[Start of Records for processing]

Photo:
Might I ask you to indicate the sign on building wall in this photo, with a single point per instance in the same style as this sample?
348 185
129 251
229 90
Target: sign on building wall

[End of Records for processing]
[Start of Records for processing]

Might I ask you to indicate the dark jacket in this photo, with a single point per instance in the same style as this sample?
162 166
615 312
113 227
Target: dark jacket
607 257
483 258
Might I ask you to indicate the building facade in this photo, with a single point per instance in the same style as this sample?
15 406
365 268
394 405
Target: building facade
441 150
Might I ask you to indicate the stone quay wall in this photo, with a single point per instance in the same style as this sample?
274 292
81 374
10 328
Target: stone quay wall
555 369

[End of Records for processing]

▶ Short problem:
Select every line of the items above that contains the word "with", matching its case exactly, and copy each of those lines.

▶ Full output:
Might I ask you to indicate the sign on building wall in this photo, with a single point per instance in the same style as this sample?
Might I ask you to indicate the dark jacket in this photo, with a single point per instance in the same style as this sample?
Might I ask you to indicate the building facade in this photo, with a single point per instance in the same style as this sample?
Might I ask you to indicate the stone quay wall in this photo, with a single point per instance in the same style as this sample?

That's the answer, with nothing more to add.